**WHAT YOU HAVE TO DO**: In the interview about Oyo Dance Company, what did the company convert into a stage for its show One Light?

**TEXT BLOCK**:
<<<<

By Jessica DeShetler, writer at Stella Solutions
Rachel Maynard is artistic director of Oyo Dance Company, a non-profit dance organization committed to providing motivation and education in the arts of dance. On the cusp of the winter solstice, with snow blanketing the ground, we chatted on the phone about Oyo’s online performance, One Light, performed Dec. 22-23 at 7 p.m. and Dec. 24 at 1 p.m., and Rachel’s mission to keep the arts alive in the pandemic.
Jessica: What’s your mission as an artist?
Rachel: I created Oyo to allow dancers who are not the “perfect” age or body type to dance professionally. Dancers who are above our mid-30s need to adjust to dancing in an older body. Our artistry is richer. At the same time, we continue to push our younger dancers to learn new techniques and stretch themselves artistically. The pandemic challenged our mission to adjust to dancing in different circumstances. How much can we bend and continue to keep our standards so high? We’re able to bring more compassion to people in places, which is so important.
Jessica: What’s the best thing about the Columbus arts scene?
Rachel: For me, it’s the resiliency and ability to adapt to the times that we’re in. For our current show, One Light, we’ve converted the studio into a stage. We weren’t prepared, but we had to do whatever was necessary to keep the arts alive.
Jessica: How has the COVID-19 pandemic impacted artists this year?
Rachel: Many times in this process, we’ve had to adapt. An artist had COVID; another was quarantined due to exposure. The board asked me, “Are you sure you want to do this?” It was important to present something enlightening for the holiday season because it’s been a dreary year.

>>>>

**SOURCE INFORMATION**:
<<<<

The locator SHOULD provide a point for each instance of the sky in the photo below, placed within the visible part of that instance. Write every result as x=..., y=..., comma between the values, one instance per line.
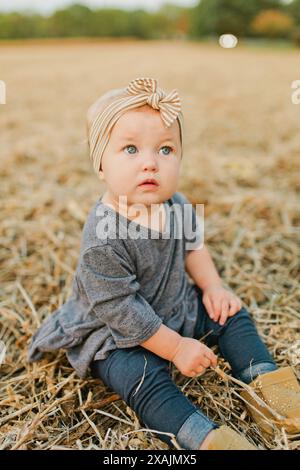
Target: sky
x=48, y=6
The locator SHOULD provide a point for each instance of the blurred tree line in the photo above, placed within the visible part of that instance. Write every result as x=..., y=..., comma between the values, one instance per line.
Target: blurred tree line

>>>>

**OUTPUT FOR THIS EXERCISE**: The studio.